June 1 (UPI) -- Playing video games may lead college-aged men to exercise less and have poorer eating habits, a study presented Monday during the American Society of Nutrition's virtual conference has found.
Nearly 70 percent of study participants play video games, with more than 40 percent saying they play for more than five hours a week, the researchers said.
"It's important to understand that video games are a risk factor for poor lifestyle habits that may contribute to poor health," study co-author Dustin Moore, graduate student at the University of New Hampshire, said in a press release.
"We know that habits developed in adolescence and early adulthood can stick with people for the rest of their lives, so if we can encourage video game users to eat healthier and exercise more, we could help them live healthier without completely giving up video games," Moore said.
Although research has shown that children who play video games are more likely to be overweight and eat poorly, the new study is one of the first to examine this association in college students, the researchers noted.
The findings could help colleges and universities more effectively educate students who play video games about diet and exercise, they said.
Moore and co-authors surveyed more than 1,000 male college students between ages 18 and 24 at the University of New Hampshire as part of the College Health and Nutrition Assessment Survey.
Students reported daily video game time in an online survey and provided diet information, recording the food they ate over two weekdays and one nonconsecutive weekend day. Physical activity was based on their average steps taken per day as tracked with a pedometer, the researchers said.

__STUDY QUESTIONS__:
**a)** In the article on video games and the habits of college men, how many students did the researchers survey?
**b)** Extend the article on video games and the habits of college men from the point where it stops.
The items after this article come from a separate source.

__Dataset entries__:
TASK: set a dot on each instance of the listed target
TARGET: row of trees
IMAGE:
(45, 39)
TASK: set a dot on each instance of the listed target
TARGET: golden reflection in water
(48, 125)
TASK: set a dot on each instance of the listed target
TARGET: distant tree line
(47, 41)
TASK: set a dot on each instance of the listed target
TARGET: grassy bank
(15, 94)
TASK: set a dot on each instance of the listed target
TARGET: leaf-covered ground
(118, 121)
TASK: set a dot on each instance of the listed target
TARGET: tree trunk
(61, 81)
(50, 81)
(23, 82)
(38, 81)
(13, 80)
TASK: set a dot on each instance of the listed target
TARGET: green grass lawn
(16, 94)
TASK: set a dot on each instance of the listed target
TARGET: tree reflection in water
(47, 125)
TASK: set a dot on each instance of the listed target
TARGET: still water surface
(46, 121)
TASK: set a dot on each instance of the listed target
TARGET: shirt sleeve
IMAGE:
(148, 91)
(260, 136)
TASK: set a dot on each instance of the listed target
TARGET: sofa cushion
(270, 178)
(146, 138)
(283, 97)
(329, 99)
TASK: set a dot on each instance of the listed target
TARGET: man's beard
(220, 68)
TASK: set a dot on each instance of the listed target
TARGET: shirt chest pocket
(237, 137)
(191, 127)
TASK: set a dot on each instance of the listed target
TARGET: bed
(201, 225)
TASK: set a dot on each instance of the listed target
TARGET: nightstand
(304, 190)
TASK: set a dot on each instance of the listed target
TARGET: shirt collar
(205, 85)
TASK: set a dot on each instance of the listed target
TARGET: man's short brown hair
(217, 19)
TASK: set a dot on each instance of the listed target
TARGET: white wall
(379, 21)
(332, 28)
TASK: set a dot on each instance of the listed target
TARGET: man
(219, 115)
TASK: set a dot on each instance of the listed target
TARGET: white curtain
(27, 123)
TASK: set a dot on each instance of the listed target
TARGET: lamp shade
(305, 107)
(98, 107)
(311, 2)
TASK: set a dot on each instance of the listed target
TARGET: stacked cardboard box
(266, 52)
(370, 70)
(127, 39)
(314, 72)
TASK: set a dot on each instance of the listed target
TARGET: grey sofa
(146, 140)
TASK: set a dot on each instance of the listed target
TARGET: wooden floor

__TASK RESPONSES__:
**a)** More than 1,000 male college students between ages 18 and 24 at the University of New Hampshire.

**b)**
They found that those who played video games consumed more saturated fat and sodium than non-gamers, which suggests they are eating more salty snacks. Gamers also consumed fewer fruits and vegetables and engaged in less physical activity than non-users.
Although the researchers did not observe differences in weight between gamers and non-gamers, they noted that the poor lifestyle habits could contribute to excess weight gain and chronic disease later in life.
Following up with participants later in life would also reveal whether their habits and body weights changed as they got older, they said.
"The video game industry is continuing to grow at a fast pace and more people are playing than ever," Moore said. "If the findings of our study are indicative of general population, increases in video game usage could translate to increases in overweight/obesity and chronic disease in the general population, which is already a big issue."